Exercise aim:
Every single entry must be restated word for word.

Dataset entries:
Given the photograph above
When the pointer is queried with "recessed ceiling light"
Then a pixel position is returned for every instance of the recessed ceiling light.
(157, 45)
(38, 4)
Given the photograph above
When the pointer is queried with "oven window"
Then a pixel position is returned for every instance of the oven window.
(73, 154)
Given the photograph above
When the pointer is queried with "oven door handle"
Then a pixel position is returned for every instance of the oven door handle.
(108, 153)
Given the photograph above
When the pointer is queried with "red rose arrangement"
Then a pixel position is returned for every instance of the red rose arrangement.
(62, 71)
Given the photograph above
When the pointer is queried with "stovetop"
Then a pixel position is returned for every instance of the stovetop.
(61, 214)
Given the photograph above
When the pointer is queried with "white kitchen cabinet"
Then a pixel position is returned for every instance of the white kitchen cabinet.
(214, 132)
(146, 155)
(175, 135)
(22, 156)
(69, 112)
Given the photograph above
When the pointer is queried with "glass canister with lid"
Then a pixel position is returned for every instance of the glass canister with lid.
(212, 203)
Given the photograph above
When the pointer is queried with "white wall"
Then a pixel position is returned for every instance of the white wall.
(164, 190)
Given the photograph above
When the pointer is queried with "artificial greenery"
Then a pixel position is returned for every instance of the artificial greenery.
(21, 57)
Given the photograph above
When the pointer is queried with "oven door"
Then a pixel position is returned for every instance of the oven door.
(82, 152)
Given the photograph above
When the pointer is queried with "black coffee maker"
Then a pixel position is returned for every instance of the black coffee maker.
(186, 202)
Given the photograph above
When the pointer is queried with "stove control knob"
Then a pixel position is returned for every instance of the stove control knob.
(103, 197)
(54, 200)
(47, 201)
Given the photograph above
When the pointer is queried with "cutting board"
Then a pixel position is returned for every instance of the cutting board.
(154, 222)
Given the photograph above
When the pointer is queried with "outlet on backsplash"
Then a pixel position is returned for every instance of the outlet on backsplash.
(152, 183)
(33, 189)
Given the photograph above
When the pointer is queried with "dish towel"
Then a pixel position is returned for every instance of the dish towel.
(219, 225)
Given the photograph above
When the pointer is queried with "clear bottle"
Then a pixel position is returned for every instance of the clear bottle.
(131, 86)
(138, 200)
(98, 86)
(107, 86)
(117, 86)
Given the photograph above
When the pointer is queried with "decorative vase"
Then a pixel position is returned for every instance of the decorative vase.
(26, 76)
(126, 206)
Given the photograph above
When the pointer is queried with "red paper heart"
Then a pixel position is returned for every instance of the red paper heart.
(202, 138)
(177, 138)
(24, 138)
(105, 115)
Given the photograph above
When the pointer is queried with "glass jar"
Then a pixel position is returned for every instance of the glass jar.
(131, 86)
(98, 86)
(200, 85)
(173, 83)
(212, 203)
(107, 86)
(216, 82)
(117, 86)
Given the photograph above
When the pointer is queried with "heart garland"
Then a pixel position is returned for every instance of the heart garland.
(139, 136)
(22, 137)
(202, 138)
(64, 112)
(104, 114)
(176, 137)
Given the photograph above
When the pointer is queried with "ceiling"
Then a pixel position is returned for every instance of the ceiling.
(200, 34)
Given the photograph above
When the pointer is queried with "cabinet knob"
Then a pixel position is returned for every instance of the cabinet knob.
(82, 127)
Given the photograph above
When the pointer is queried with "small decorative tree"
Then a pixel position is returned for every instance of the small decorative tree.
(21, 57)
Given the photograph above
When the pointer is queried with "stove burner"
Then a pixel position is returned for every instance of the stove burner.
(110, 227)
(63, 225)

Exercise response:
Given the photograph above
When the pointer is queried with "recessed ceiling light"
Then a pixel position is returned for every instance of the recessed ceiling light.
(157, 45)
(38, 4)
Given the photograph above
When the pointer is queried with "oven window"
Then a pixel position is returned for every instance of the oven window.
(73, 154)
Given the photograph above
When the pointer is queried with "oven door handle"
Then a pixel position is returned for every instance of the oven door handle.
(108, 153)
Given the photograph above
When the pointer is queried with "red rose arrangement"
Then a pixel position is returned for every instance of the red rose arrangement.
(62, 71)
Given the photograph above
When the pointer is queried with "stovetop"
Then a pixel position is returned for every instance of the stovetop.
(61, 214)
Given the photograph above
When the pointer is queried with "white kitchen cabinet"
Then a pixel position is returned for every instance of the white kitchen cabinet.
(214, 132)
(146, 155)
(175, 135)
(22, 156)
(69, 112)
Given the photograph above
When the pointer is queried with "glass canister with lid"
Then a pixel position is returned for every instance of the glass canister with lid.
(212, 203)
Given the photograph above
When the pointer is queried with "white wall"
Then a pixel position is returned for every instance of the white wall.
(164, 190)
Given the photograph above
When the pointer is queried with "artificial greenery"
Then a pixel position is returned for every instance of the artificial greenery.
(21, 57)
Given the photograph above
When the pointer is queried with "oven door"
Then a pixel position is returned for every instance of the oven door.
(82, 152)
Given the photograph above
When the pointer is queried with "black coffee maker"
Then a pixel position is returned for every instance of the black coffee maker.
(186, 202)
Given the photograph above
When the pointer is queried with "stove control knob"
Then a pixel position is returned for every instance of the stove control knob.
(103, 197)
(54, 200)
(47, 201)
Given the photograph above
When the pointer is queried with "cutting board"
Then a pixel position is returned for every instance of the cutting board.
(154, 222)
Given the photograph above
When the pointer is queried with "outlet on backsplash"
Then a pixel position is returned for every instance of the outlet on backsplash.
(152, 183)
(33, 189)
Given the photograph above
When the pointer is queried with "dish towel"
Then a pixel position is returned for every instance of the dish towel.
(219, 225)
Given the photograph above
When the pointer is queried with "clear bottle"
Then a pixel position is returned for every instance of the clear bottle.
(131, 86)
(138, 200)
(98, 86)
(107, 86)
(117, 86)
Given the photograph above
When the pointer is queried with "decorative vase"
Then a pixel position is returned for every instance of the decorative vase.
(26, 76)
(126, 206)
Given the photograph above
When the pointer is queried with "red paper heart"
Then a pixel position is returned for every instance of the red paper heart.
(202, 138)
(177, 138)
(24, 138)
(105, 115)
Given the photograph above
When the pointer is queried with "glass jar"
Then a pixel position is returned for every instance of the glass jar.
(131, 86)
(98, 86)
(200, 85)
(173, 83)
(212, 203)
(107, 86)
(216, 82)
(117, 86)
Given the photograph above
When the pointer is queried with "heart garland"
Then a pixel position is returned for every instance of the heart garland.
(139, 136)
(22, 137)
(202, 138)
(64, 112)
(104, 114)
(176, 137)
Given the photograph above
When the pointer is queried with "ceiling"
Then a pixel position is returned for every instance of the ceiling.
(200, 34)
Given the photograph above
When the pointer is queried with "cabinet knob"
Then a pixel position is returned for every instance of the cabinet knob.
(82, 127)
Given the photograph above
When the pointer is queried with "small decorative tree"
Then a pixel position is returned for every instance of the small decorative tree.
(21, 57)
Given the photograph above
When the pointer is queried with "stove burner"
Then a pixel position is returned for every instance of the stove burner.
(110, 227)
(63, 225)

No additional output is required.